• Document section
>> Start
How to Cook Food Is of Great Importance
One of the key elements of making sure your food stays healthy and nutritional while cooking, is to make sure what kind of oil is the best to cook with.
Amongst the most publicized oils on the market are olive oil and coconut oil, both that have tremendous benefits.
Its smoke point is 350 (unrefined) and 450 (refined) degrees Fahrenheit. The best oil to use for low heat cooking is unrefined, so it’s important to cook with this oil at lower heat levels. Studies have found that, despite being 92 percent saturated fat, this oil has excellent health properties. It boosts your body’s “good” HDL cholesterol, and is rich in lauric acid (a medium-length long-chain fatty acid that resists harmful organisms, boosts metabolism, and protects brain health).
Extra Virgin Olive Oil
Extra virgin olive oil (EVOO) made from olives and contains mostly monounsaturated fat. “Extra virgin” means it’s an unrefined oil in a natural state, not treated with chemicals or heated. EVOO has a smoke point of 375 degrees Fahrenheit. While you can cook with it on the stovetop, other oils may be a better choice for frying or high-heat cooking. Refined olive oil is lower quality and loses some of its antioxidants and other nutrients in processing, so stick with EVOO.
While it’s important to make sure you cook your foods at a low smoking point, unrefined oils, the ones that provide the most health benefits, have the lowest smoke points. It’s good to take into account, both the nutrients and the point at which heat will destroy the benefits of the oil and release free radicals, causing harm to the body.
The smoke point of oil is the temperature at which it stops shimmering and starts smoking. The smoke point is also called the burning point of oil and can range from relatively low 325 F to very high (520 F).
>> End
• Task to carry out
Answer these from the cooking oil text:
(a) What smoke point is given for extra virgin olive oil?
(b) What does "extra virgin" mean?
(c) Across what range can the smoke point of oil fall?

• Collected data
>> Start
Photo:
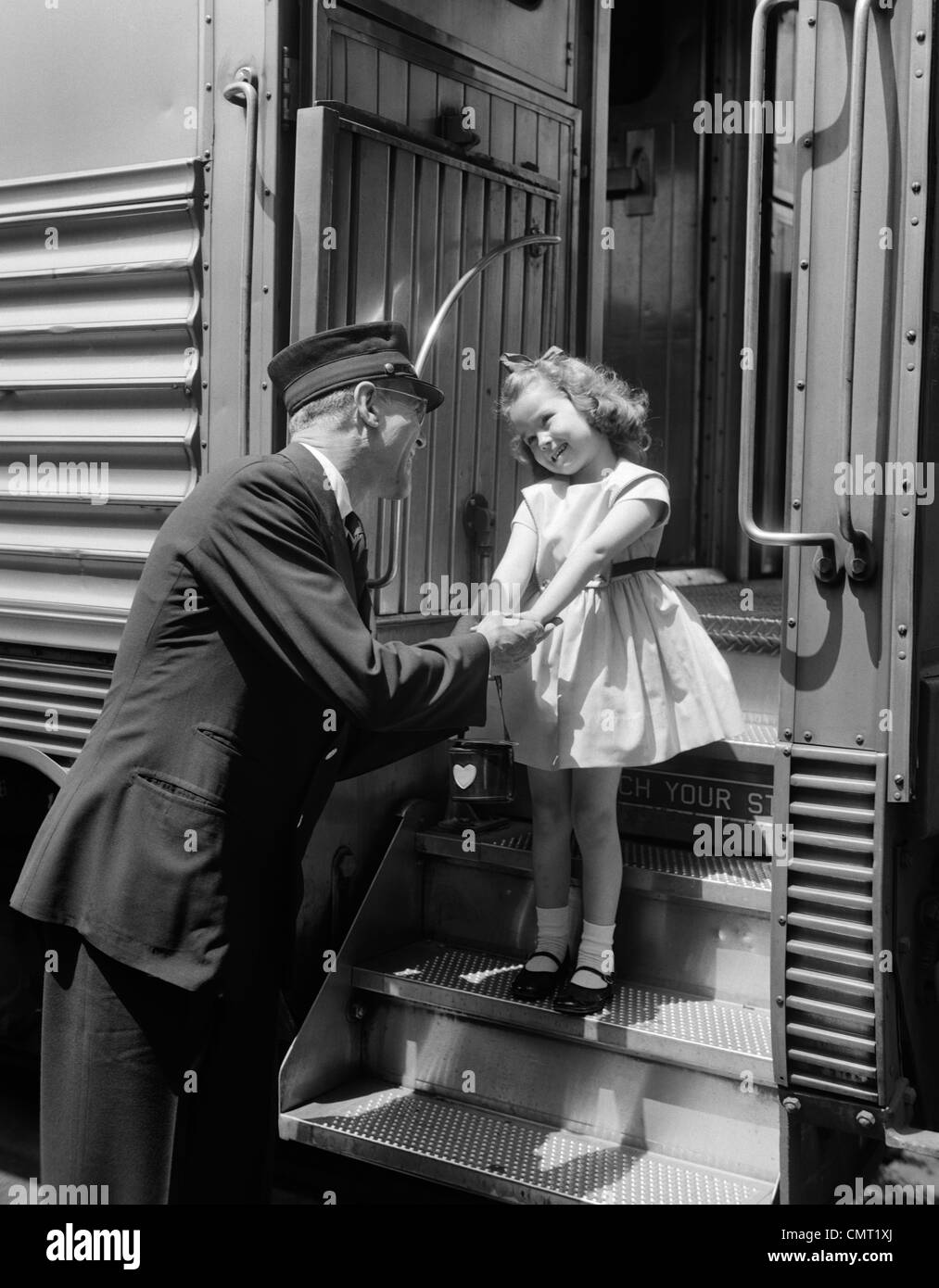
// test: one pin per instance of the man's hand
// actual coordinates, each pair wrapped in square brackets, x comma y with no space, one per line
[510,640]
>> End
• Response
(a) 375 degrees Fahrenheit.
(b) It means the oil is unrefined and in a natural state, not treated with chemicals or heated.
(c) From a relatively low 325 F to a very high 520 F.